■ Task ■
From the line that holds "Where can you spot the utility" down to the last line of the listing below, reproduce each line exactly and nothing more, omitting pictures.

■ Dataset excerpts ■
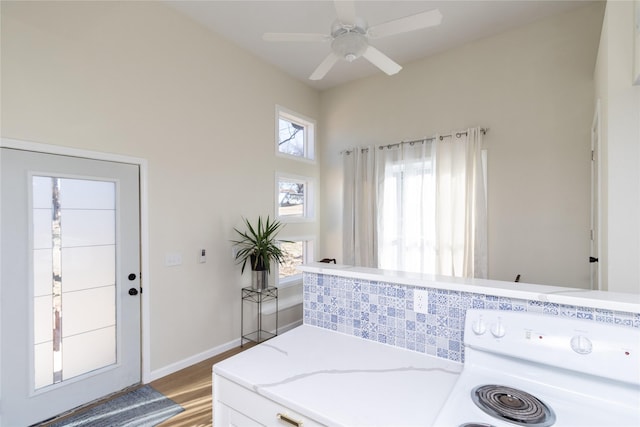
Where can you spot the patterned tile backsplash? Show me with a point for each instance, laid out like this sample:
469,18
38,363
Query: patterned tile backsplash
383,312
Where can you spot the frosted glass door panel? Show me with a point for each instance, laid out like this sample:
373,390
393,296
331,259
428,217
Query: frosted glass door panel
70,327
42,228
74,270
42,318
75,358
43,360
88,227
84,194
88,267
85,311
42,271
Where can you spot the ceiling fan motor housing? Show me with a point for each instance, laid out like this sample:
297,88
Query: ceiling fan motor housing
349,41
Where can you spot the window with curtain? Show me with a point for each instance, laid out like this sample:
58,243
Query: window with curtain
427,206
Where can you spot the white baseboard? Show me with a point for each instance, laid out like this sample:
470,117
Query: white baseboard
185,363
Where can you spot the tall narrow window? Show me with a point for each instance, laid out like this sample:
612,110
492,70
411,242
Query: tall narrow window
295,135
294,198
297,252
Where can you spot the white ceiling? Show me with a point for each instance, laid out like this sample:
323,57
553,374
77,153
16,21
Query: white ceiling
244,22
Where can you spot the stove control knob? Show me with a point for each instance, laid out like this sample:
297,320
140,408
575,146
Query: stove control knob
479,327
581,344
497,329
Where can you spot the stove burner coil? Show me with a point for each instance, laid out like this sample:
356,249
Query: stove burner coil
512,405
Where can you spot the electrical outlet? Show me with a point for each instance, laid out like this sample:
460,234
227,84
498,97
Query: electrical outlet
420,300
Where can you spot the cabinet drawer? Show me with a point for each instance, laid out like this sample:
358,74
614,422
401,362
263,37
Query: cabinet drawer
249,404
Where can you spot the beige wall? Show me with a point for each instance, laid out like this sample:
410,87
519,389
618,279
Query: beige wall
533,87
138,79
620,136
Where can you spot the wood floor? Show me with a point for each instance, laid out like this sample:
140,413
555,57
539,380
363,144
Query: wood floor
191,389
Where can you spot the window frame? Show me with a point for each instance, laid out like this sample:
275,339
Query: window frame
308,254
309,126
308,214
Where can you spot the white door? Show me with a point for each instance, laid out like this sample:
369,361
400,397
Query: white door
595,203
70,267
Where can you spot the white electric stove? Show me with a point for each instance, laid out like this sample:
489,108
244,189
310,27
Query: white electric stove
524,369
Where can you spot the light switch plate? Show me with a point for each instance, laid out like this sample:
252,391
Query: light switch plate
420,300
172,258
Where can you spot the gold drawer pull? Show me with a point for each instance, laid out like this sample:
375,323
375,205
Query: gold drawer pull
291,421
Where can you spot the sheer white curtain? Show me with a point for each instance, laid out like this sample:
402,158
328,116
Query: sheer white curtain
461,209
431,206
406,207
360,241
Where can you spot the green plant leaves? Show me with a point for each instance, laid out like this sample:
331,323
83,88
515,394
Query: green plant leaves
258,244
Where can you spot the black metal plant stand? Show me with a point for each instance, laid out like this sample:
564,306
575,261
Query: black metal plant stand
258,296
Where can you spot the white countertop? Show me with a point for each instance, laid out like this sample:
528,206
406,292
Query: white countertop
555,294
341,380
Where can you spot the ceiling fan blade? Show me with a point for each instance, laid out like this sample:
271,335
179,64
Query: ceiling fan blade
381,60
408,23
324,67
295,37
346,10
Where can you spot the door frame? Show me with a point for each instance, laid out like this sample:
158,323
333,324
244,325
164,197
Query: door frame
144,228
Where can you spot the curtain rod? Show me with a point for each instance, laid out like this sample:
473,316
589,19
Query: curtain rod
415,141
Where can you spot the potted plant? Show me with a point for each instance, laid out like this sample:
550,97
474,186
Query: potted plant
258,246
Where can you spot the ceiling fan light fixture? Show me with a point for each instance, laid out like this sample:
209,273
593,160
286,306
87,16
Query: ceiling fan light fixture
350,45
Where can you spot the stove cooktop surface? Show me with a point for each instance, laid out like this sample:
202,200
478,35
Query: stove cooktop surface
523,369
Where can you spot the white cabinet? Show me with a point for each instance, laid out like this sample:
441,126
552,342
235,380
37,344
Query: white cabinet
234,405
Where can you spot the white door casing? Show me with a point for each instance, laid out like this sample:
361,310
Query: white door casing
23,401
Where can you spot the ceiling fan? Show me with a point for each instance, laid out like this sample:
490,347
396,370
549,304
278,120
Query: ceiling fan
350,37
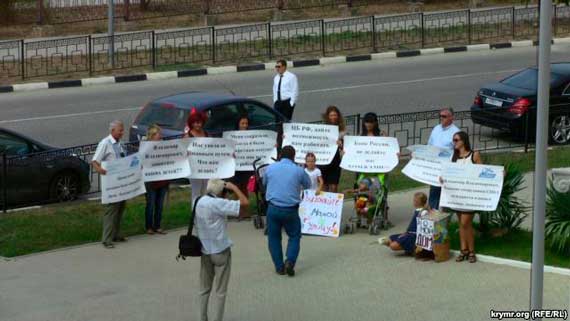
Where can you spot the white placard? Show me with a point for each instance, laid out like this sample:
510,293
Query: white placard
123,180
321,214
211,157
424,233
251,145
426,162
165,159
471,187
370,154
311,138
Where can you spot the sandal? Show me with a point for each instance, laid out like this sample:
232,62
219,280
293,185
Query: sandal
462,256
472,258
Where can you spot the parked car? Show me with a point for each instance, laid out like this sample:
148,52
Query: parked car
507,104
223,110
39,173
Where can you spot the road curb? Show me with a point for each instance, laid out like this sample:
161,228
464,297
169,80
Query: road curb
268,66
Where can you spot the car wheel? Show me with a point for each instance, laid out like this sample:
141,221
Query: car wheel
560,129
64,187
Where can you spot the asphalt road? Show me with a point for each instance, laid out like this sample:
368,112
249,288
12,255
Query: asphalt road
74,116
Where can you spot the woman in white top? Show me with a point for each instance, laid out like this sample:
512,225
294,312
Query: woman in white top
463,154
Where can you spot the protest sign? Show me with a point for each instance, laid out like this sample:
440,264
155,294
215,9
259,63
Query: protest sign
426,162
471,187
123,179
370,154
211,157
251,145
311,138
165,159
321,214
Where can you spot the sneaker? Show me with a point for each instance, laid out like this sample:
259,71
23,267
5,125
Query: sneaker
108,245
289,268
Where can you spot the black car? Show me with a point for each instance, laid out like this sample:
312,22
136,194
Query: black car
223,110
510,104
39,173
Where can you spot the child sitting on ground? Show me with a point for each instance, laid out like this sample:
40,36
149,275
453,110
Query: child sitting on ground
407,241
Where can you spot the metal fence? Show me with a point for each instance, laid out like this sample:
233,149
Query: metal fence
20,59
408,128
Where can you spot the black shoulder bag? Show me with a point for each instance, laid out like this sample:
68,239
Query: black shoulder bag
190,245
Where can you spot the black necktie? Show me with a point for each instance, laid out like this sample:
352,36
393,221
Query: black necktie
279,88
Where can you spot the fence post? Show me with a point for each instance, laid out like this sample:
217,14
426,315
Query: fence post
270,40
323,37
23,59
514,25
153,54
4,179
127,10
213,46
469,26
423,31
90,56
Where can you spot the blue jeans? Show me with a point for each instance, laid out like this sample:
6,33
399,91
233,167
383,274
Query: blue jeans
288,218
153,210
434,195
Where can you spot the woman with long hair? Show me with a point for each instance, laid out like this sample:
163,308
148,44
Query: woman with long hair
155,192
463,154
195,128
331,172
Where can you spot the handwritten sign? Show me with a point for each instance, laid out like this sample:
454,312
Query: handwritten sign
123,180
251,145
321,214
164,160
471,187
311,138
211,157
426,162
370,154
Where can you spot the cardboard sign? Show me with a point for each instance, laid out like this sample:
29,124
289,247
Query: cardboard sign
311,138
123,180
251,145
370,154
211,158
321,214
164,160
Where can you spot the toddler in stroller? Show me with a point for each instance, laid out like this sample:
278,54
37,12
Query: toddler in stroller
370,206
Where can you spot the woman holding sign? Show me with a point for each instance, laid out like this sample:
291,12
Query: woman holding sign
331,172
463,154
155,192
195,128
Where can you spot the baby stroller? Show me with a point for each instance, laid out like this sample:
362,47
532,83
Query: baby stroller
377,212
259,190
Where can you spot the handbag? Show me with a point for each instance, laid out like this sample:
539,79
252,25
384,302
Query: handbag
190,245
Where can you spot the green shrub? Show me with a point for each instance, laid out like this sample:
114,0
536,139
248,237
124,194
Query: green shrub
511,211
557,227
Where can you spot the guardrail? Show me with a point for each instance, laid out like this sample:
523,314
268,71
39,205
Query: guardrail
408,128
89,55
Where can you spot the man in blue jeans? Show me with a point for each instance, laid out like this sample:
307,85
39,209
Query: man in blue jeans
284,182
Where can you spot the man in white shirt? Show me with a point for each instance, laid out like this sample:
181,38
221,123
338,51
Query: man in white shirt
441,136
285,90
110,148
211,212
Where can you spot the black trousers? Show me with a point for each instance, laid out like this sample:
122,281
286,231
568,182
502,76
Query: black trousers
284,107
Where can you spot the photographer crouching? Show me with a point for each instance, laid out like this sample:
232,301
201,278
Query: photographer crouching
211,212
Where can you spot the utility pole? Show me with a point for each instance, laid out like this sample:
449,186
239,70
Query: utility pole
111,31
542,110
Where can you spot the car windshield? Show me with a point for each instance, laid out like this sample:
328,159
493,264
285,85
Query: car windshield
164,115
528,79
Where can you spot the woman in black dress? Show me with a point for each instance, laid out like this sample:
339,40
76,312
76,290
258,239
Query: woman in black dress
331,172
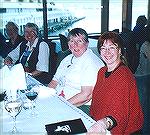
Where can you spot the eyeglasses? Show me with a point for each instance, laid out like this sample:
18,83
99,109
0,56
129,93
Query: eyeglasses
112,48
76,42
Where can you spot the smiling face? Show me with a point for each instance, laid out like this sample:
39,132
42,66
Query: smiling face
78,45
110,53
30,34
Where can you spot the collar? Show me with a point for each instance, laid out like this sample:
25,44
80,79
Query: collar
34,44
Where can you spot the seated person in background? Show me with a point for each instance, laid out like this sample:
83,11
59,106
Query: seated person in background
142,75
33,54
139,31
144,62
115,102
76,75
15,39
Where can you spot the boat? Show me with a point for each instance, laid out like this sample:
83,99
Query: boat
24,12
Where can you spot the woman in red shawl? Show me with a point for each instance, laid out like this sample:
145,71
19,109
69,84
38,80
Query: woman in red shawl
115,101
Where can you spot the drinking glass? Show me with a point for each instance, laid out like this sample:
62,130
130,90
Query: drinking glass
13,107
32,93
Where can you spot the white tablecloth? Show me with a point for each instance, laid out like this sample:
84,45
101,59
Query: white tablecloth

■ Answer to the task ■
Where can you spot the utility pole? Show me with a point for each instance, laid out like this sample:
449,186
239,70
Query: utility pole
111,31
542,110
Where can you spot the car windshield? Show me with a point for each instance, laid out like this sample:
328,159
493,264
285,85
Query: car windshield
164,115
528,79
Where can you spot the woman in black dress? Show me with a point for each instance, laid out like this sample:
339,40
76,312
76,290
258,239
Query: woman in black dress
331,172
Where can you spot the eyeglasses? Show me with a point for each instance, laid out like this sample:
18,83
99,109
0,56
129,93
Query: eyeglasses
112,48
76,42
Where can you spot the smiling face? Show me with a point for each instance, laid out like this sample:
39,132
42,66
Query: smiling face
78,45
110,53
30,34
Where can you spot the collar? Show me with a point for each instance, laid out like this sample:
25,44
80,79
Query: collar
34,44
Where can you spot the seated person in background? Show me with a point for each instance, laid out like this sample:
83,11
59,106
Query: seated person in background
142,75
33,54
139,31
144,62
115,102
76,75
15,39
Where can you spot the boat? Show me with a point for each instance, laid out like this sample:
83,99
Query: boat
24,12
Where can you spot the woman in red shawl? Show me with a point for each instance, laid out like this sample:
145,71
19,109
69,84
38,80
Query: woman in red shawl
115,101
Where can you spot the drinking glass? Show me with a point for each instance, laid out like this sample:
62,130
130,90
Query: drinking glass
13,107
32,93
Where can you spot the white tablecloth? Show me with a point for each instance, laid out like this sample:
84,45
101,59
Query: white tablecloth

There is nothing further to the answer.